Verilen Metin:
☆ ☆ ☆ ☆ ☆ ☆ ☆

Sabah yazarı Salih Tuna, CHP'nin cumhurbaşkanı adayı Muharrem İnce'yi, "Hem Atatürk Havalimanı'nın "millet bahçesi" yapılmasında geç kalındı deyip, hem de üçüncü havalimanına karşı çıkmasının başka bir izahı var mı?" diyerek eleştirdi. "Lakin ben yine de İnce'yi seviyorum" diyen Tuna, "Uzun lafın kısası, İnce'yi sevdiğim kadar Akşener'e gıcığım. Nedeni elbette kişisel değil. Tüm firari FETÖ'cüler Akşener'i çok sevdiği ve umutları gördükleri için" dedi.
Salih Tuna'nın, "İnce’yi neden seviyorum Akşener’e neden gıcığım?" başlığıyla (30 Myaıs 2018) yayımlanan yazısı şöyle:
Sayın Erdoğan'ın 16 yıl boyunca yaptığı hizmetleri öğreten bir üniversite kurulsa Muharrem İnce 8 yılda mezun olamaz.
Geçenlerde canlı yayında aynen böyle demiştim.
Biraz abarttığımın farkındayım ama bilerek.
Hani, Kafka demiş ya, "abartıyorum, çünkü anlaşılmak istiyorum," işte o hesap.
Merhum Turgut Özal, "onlar bizim yaptıklarımızı hayal bile edemezler" derdi.
Galiba böyle gelmiş, böyle gidiyorlar!
Muharrem İnce de tahayyül edemiyor olacak ki, Erdoğan'ın daha önce yaptığı hizmetleri (devlet hastanelerinden ücret alınmaması gibi) vaat edebiliyor.
Lakin ben yine de İnce'yi seviyorum.
Çünkü hem gururlu, hem de çok sevimli.
Vaat ettiklerini Erdoğan'ın çoktan yaptığı yüzüne vurulunca (ben onun yaptıklarını yapmam dercesine) yerli otomobil projesini rafa kaldıracağını söyledi.
Sırf gururu yüzünden.
Tıpkı, Woody Allen'in opera seyrederken dengesini kaybedip locadan düşen Needleman'ı gibi. (Kazayla değil bilerek düştüğünü kanıtlamak için bir ay boyunca her gece operaya gidip locadan kendini aşağı atmıştı hani.)
Yoksa...
Seçmenden oy isteyen normal bir insan "yerli otomobil üretmeyeceğiz, Almanya'da BMW fabrikasını gezdim, müthiş" der mi?

☆ ☆ ☆ ☆ ☆ ☆ ☆

Alıştırma Kayıtları:
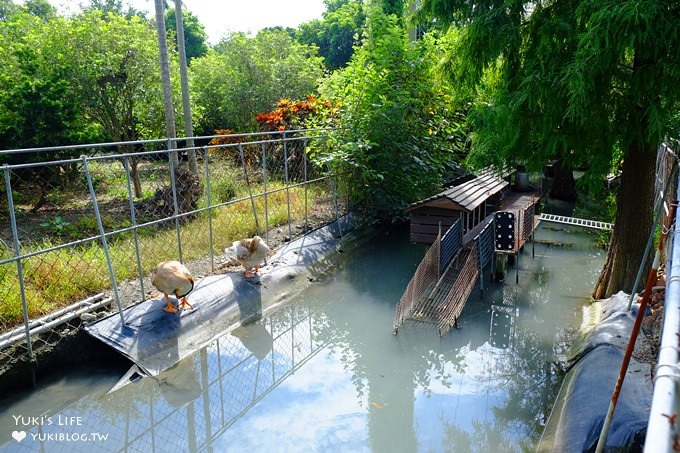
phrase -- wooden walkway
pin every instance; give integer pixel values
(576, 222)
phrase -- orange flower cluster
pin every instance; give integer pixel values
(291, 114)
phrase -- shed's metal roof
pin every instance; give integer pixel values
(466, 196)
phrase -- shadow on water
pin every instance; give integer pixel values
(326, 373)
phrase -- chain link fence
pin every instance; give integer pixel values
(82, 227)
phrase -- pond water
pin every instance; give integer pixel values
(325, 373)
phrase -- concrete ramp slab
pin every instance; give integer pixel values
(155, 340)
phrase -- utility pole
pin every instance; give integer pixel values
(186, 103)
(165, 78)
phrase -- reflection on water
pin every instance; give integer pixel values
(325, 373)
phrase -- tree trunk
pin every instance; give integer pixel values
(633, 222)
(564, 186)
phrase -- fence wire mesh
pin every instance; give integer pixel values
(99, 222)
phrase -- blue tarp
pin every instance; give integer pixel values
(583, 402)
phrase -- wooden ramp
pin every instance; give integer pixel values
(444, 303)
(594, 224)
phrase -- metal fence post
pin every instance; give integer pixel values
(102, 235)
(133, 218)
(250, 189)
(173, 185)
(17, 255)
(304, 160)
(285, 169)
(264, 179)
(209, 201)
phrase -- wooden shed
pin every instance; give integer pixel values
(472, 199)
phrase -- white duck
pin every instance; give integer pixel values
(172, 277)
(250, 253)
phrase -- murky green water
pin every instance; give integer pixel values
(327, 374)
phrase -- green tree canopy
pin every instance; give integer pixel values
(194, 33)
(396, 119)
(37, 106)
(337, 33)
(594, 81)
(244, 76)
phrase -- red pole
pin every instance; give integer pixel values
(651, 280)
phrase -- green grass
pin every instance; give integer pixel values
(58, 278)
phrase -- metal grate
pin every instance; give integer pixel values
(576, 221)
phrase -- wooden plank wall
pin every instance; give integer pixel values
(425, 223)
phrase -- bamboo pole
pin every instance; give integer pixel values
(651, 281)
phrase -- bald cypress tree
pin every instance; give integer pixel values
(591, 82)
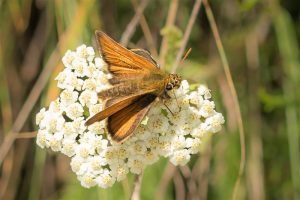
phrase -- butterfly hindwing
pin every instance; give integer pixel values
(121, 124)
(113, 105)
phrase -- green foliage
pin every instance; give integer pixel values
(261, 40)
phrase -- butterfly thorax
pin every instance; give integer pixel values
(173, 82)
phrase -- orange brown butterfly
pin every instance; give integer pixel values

☆ ☆ ☆ ☆ ☆ ☆ ☆

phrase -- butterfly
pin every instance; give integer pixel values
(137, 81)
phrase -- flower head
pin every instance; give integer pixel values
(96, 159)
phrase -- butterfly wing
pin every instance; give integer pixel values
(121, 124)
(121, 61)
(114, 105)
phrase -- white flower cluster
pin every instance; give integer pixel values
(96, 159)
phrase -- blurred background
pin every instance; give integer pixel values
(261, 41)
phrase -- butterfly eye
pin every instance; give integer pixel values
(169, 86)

☆ ☆ ☆ ☆ ☆ ☆ ☆

Yapılacak İşler:
1. Kayıtlarda "orange" dizgesini içeren her satırı çıkarır mısın? Büyük ve küçük harf ayrımı dikkate alınmalıdır.
2. İnce ve Akşener üzerine yazılan köşe yazısını son cümlesinden sonra sürdürür müsün?

Görevlere Göre Yanıtlar:
1.
phrase -- orange flower cluster
phrase -- orange brown butterfly

2.
***
Sevimlilik mi?
Hem Atatürk Havalimanı'nın "millet bahçesi" yapılmasında geç kalındı deyip, hem de üçüncü havalimanına karşı çıkmasının başka bir izahı var mı?
Bilmiyorum, belki siz bunu "sevimli" yerine "andaval" tesmiye edersiniz.
Fakat ben bizzat kendi partisi CHP'den bel altı darbe yediğine inandığım İnce'ye asla öyle demem.
Her şeyden evvel, vurulana vurmak racona sığmaz.
Yeni CHP ve Kılıçdaroğlu İnce'ye çalışmıyor bu kesin. Hatta amigo gazeteleri Sözcü bile önceliği Akşener'e vermiş...
Kimi "Y- CHP'liler" de resmen puştluk yapıyorlar İnce'ye. İşte ben de bunu içime sindiremiyorum.
***
İnce'nin danışmanları ve "image manager"lerinden acayip kuşkulanıyorum.
O kasket nedir yahu, kelebek gibi. İzzet Yasar'ın ifadesiyle, memlekette kasket takan köylü mü kaldı, nedir bu komedi?!
Bisikletle kürsüye çıkmak nasıl bir saçmalıktır?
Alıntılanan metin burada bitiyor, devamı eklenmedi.